Passage given:
— Begin —

If as julie suggests you did walk from Foix, France, to Berga, Spain, following the Chemin des Bonshommes or Cathars trail at Berga you could continue south ad hoc to Montserrat and then pick up the pilgrim camino Sant Jaume to continue westward towards Logrono and Santiago. Don't miss a visit to the Abbey at Montserrat. What a splendid site and sight it is!

Thank you. I first got interested in the Camino when I visited Santiago five years ago on a break from a business trip - and I was intrigued by what bought so many people to the city crowded streets and the cathedral.

Later, when I started to research and write a book about the Marie-Claire escape line in the Second World War, I read scores of reports from the escapers about the routes they had followed into Spain. The Maire-Claire escape line used three routes at different times during. (1) via Sauveterre-de-Bearn (2) via Pau and Oleron and (3) via Foix and Ax-les-Thermes.

Anyway I like to walk the ground when I'm writing history. Not then a caminero but wantign to expericne what it was like I identified (1) and (2) as the pilgrim routes which we use today. I walked from SJPD ... and was drawn on until I reached Santiago and Muxia.

— End —

Dataset records:
— Begin —

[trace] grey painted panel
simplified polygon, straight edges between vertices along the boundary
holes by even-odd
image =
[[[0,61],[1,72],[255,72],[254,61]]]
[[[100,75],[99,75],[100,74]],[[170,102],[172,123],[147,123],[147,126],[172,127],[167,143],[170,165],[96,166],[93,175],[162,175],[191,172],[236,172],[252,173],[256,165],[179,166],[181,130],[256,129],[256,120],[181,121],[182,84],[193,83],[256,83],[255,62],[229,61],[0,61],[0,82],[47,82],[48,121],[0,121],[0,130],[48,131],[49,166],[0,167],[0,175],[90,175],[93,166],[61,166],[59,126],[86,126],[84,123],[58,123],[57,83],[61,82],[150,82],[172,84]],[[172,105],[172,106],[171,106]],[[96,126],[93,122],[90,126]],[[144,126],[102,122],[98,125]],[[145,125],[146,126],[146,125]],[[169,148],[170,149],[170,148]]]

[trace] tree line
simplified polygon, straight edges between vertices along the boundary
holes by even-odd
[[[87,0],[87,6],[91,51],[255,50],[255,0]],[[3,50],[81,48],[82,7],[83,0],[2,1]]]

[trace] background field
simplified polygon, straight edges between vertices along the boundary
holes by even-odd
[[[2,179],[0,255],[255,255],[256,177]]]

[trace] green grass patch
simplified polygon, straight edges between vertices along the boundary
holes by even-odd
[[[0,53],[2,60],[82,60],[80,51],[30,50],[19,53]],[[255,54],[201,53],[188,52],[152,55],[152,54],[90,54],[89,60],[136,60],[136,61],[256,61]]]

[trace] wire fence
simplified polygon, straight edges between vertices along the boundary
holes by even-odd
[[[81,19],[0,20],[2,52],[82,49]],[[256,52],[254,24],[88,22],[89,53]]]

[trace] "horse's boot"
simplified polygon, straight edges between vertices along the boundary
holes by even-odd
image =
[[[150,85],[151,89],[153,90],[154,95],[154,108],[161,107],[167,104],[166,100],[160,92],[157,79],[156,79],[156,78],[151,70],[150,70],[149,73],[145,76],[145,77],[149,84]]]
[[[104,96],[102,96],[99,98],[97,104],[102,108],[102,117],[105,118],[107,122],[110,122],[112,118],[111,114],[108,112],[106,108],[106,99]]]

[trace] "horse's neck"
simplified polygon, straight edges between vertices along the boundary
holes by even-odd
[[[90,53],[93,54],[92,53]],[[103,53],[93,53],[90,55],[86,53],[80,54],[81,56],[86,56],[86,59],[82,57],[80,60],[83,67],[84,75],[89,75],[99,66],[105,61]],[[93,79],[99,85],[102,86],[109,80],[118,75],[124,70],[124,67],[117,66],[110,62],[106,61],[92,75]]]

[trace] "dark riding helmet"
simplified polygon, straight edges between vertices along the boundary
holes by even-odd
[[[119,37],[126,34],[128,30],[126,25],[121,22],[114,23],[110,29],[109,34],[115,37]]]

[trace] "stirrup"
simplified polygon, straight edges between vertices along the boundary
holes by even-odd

— End —

Stated exercise: According to the passage on walking routes into Spain, which trail runs from Foix, France, to Berga, Spain? The material plays no part in what follows.

Solved exercise: The Chemin des Bonshommes, also called the Cathars trail.